But more to the point, Münchau simply asserts at the top of his column that the eurozone is “currently subject to a series of speculative attacks”, without adducing any evidence, and then concludes that the CDS market should essentially be banned. Oh, and he gets CDS very, very wrong:
A typical bundle would be €10m worth of Greek government bonds. To insure against default, the buyer of a CDS pays the seller a premium, whose value is denoted in basis points. Last Thursday, a CDS contract on five-year Greek bonds was quoted at 394 basis points. This means that it costs the buyer €394,000 per year, for five years, to insure against default. If Greece defaults, the buyer gets €10m, or some equivalent. What constitutes default is subject to a complicated legal definition.
“If Greece defaults, the buyer gets €10m, or some equivalent”? Well, yes, but Münchau fails to mention that in order to get that €10 million, you have to give up your bonds. Most CDS are cash-settled, and the amount of money changing hands in the event of default can be a tiny fraction of the face value of the bonds. For instance, when Fannie Mae and Freddie Mac defaulted, the CDS auction ended up at more or less 100 cents on the dollar: people who had bought CDS protection didn’t benefit from it at all.
Münchau doesn’t stop there. Just watch his rhetoric ratchet up:
A naked CDS purchase means that you take out insurance on bonds without actually owning them. It is a purely speculative gamble. There is not one social or economic benefit. Even hardened speculators agree on this point. Especially because naked CDSs constitute a large part of all CDS transactions, the case for banning them is about as a strong as that for banning bank robberies.
I’m going to come out and say that this is simply untrue: I defy Münchau to find me a single “hardened speculator” who thinks that “there is not one social or economic benefit” to a naked CDS purchase. Of course, there are lots of very good fundamental reasons why people might want to buy credit protection on Greece without owning underlying bonds. Maybe you are or will be owed money by an arm of the Greek government. Maybe you have businesses in Greece, and are worried that in the event of a default you won’t be able to repatriate your profits there. Maybe you intend to enter into a contract with a Greek company who you trust and understand, but want to hedge sovereign risk which is out of that company’s control. These are not “purely speculative gambles”, they’re ways of facilitating capital flows into Greece. Yet Münchau dismisses all such arguments without even understanding them:
Another argument I have heard from a lobbyist is that naked CDSs allow investors to hedge more effectively. This is like saying that a bank robbery brings benefits to the robber.
********
# [ACTIVITY]
Set down, word for word, the part of the piece on credit default swaps starting with "But more to" and going on through "complicated legal definition.".

# [EXERCISE DATA]
********
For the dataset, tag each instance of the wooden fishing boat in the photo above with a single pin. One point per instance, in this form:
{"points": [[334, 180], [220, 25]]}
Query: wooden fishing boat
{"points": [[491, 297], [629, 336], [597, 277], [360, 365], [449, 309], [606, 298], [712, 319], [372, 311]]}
********
# [RESULT OF THIS TASK]
But more to the point, Münchau simply asserts at the top of his column that the eurozone is “currently subject to a series of speculative attacks”, without adducing any evidence, and then concludes that the CDS market should essentially be banned. Oh, and he gets CDS very, very wrong:
A typical bundle would be €10m worth of Greek government bonds. To insure against default, the buyer of a CDS pays the seller a premium, whose value is denoted in basis points. Last Thursday, a CDS contract on five-year Greek bonds was quoted at 394 basis points. This means that it costs the buyer €394,000 per year, for five years, to insure against default. If Greece defaults, the buyer gets €10m, or some equivalent. What constitutes default is subject to a complicated legal definition.